Text shown
================================
Creating the Bubble map

This is the most interesting Map visualization offered by Power BI and here we will create this map first. Bubble map is very frequently used in data analytics. The size of bubble helps us to compare the magnitude of any parameter across different locations.

Here we need to click the Map icon from the visualization pane as shown in the first image.

Then as shown in the below figure I have selected “India_states” for the location field and “Crop_productivity” for the Size field. The purpose is to show the crop productivity of different states on the map of India.

Selecting location and size for bubble in map visualization
Selecting location and size for bubble in map visualization

So here is the report output. See the below screenshot of my Power BI desktop report page. Different states of India has been located with the bubbles. The bubbles are of different size and proportional to values of crop productivity.

You can see now how it has become to visually compare the crop productivity of different states of India. Which is otherwise a tough call in a table form visualization.

The bubble map with different state wise crop productivity
The bubble map with different state wise crop productivity

Changing the fields to add more information in the map visualization

Lets make little changes in the fields of the map we created. And try to add some more information. Suppose we need the district level information. We also want the map to show different states separately.

To do that we can use the field “Legend” which we have left blank earlier. See that we have added “India_states” in that field. Also this time I have replaced “Crop_productivity” with “Area_ha“.

Here I want to mention one important point. You should drag the particular field from the right pane to the left drop-down fields instead of selecting them with left click (see the figure below).
================================
[A run of records]
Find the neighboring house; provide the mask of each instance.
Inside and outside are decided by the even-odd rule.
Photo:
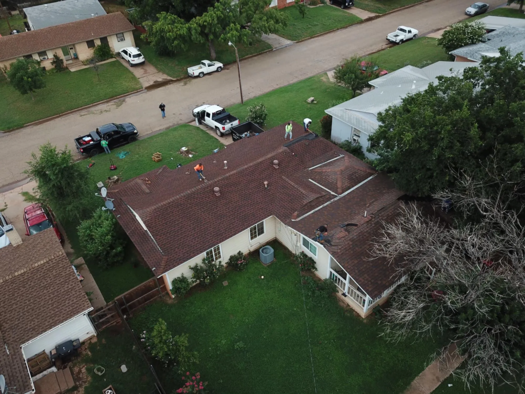
[[[53,55],[64,60],[66,66],[76,65],[93,55],[100,44],[118,52],[135,46],[133,25],[119,12],[0,37],[0,67],[8,68],[20,58],[41,61],[42,67],[52,68]]]
[[[106,14],[98,0],[64,0],[24,8],[24,13],[31,30]]]
[[[514,56],[525,52],[525,27],[506,26],[487,34],[487,41],[473,44],[450,53],[456,57],[455,61],[479,62],[483,56],[499,56],[499,48],[505,47]]]
[[[0,373],[9,392],[34,392],[27,360],[96,334],[92,309],[52,229],[0,249]]]
[[[370,146],[369,137],[379,126],[379,112],[401,103],[407,95],[424,90],[431,82],[437,83],[439,76],[460,75],[465,68],[475,65],[437,61],[423,68],[407,66],[370,81],[373,90],[324,111],[332,117],[332,140],[360,143],[366,157],[375,158],[366,148]]]
[[[165,166],[111,188],[114,214],[166,287],[206,256],[227,261],[239,250],[258,250],[277,240],[316,262],[361,316],[385,301],[403,280],[384,259],[370,260],[369,243],[391,222],[403,193],[384,174],[330,141],[293,123],[245,138],[196,163]],[[227,169],[224,163],[227,162]],[[276,162],[276,161],[278,162]],[[265,183],[267,183],[267,188]],[[329,225],[330,245],[313,239]]]

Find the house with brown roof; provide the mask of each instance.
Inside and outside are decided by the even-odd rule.
[[[294,130],[302,127],[293,123]],[[295,136],[295,132],[294,132]],[[164,166],[112,187],[113,212],[166,287],[205,257],[226,261],[277,240],[316,262],[361,316],[404,279],[371,241],[395,220],[403,192],[384,174],[314,134],[283,144],[284,126],[228,145],[192,163]],[[328,225],[328,240],[314,236]]]
[[[0,67],[9,68],[17,59],[40,60],[42,67],[52,68],[56,54],[68,67],[79,65],[93,56],[93,49],[101,44],[114,53],[135,46],[134,28],[120,13],[45,27],[0,37]]]
[[[0,249],[0,374],[19,394],[35,392],[27,360],[96,334],[92,307],[52,229]]]

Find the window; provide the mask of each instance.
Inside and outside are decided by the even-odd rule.
[[[209,260],[211,261],[217,261],[217,260],[220,260],[222,258],[222,255],[220,254],[220,245],[214,246],[206,252],[206,260]]]
[[[264,234],[264,221],[250,227],[250,241],[253,241],[263,234]]]
[[[317,246],[314,245],[308,238],[302,237],[302,246],[308,252],[317,257]]]

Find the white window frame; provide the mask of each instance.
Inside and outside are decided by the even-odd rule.
[[[301,235],[301,236],[302,237],[302,239],[301,240],[301,246],[305,251],[306,251],[309,253],[310,253],[311,255],[312,255],[312,256],[313,256],[314,257],[315,257],[317,258],[317,245],[314,245],[314,243],[313,243],[313,242],[311,240],[310,240],[310,239],[307,238],[304,235]],[[304,241],[306,241],[307,242],[308,242],[310,244],[310,245],[309,245],[309,247],[308,247],[308,248],[307,248],[306,246],[304,246]],[[311,250],[310,250],[310,248],[312,246],[313,246],[313,247],[316,248],[316,253],[314,253]]]
[[[219,258],[215,258],[215,252],[216,252],[216,251],[215,250],[216,249],[216,248],[218,248],[218,252],[219,252]],[[223,260],[223,250],[222,250],[222,248],[220,247],[220,244],[219,244],[218,245],[216,245],[215,246],[214,246],[213,247],[212,247],[212,248],[211,248],[210,249],[208,249],[206,252],[204,252],[204,258],[207,258],[207,257],[208,257],[208,252],[211,252],[212,257],[213,258],[213,260],[212,260],[212,261],[215,262],[215,261],[218,261],[219,260]]]
[[[264,235],[266,233],[266,226],[265,225],[265,223],[264,222],[265,221],[264,220],[262,222],[259,222],[259,223],[257,223],[254,226],[252,226],[251,227],[250,227],[249,229],[248,229],[248,233],[249,236],[250,237],[250,241],[254,241],[254,240],[256,240],[261,235]],[[260,234],[259,234],[258,232],[257,231],[257,226],[258,226],[261,223],[262,223],[262,232]],[[254,228],[255,229],[255,236],[252,238],[251,229]]]

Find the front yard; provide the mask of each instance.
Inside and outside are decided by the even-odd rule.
================================
Task requirements
Answer these from the Power BI bubble map tutorial:
(a) Which field goes into the Size field when the first bubble map is built?
(b) What replaces that field when the map is changed to add more information?
(c) Which field, left blank at first, later receives "India_states"?
The records stand apart from the Power BI bubble map tutorial and are separate material.

Response to this exercise
(a) "Crop_productivity"
(b) "Area_ha"
(c) The Legend field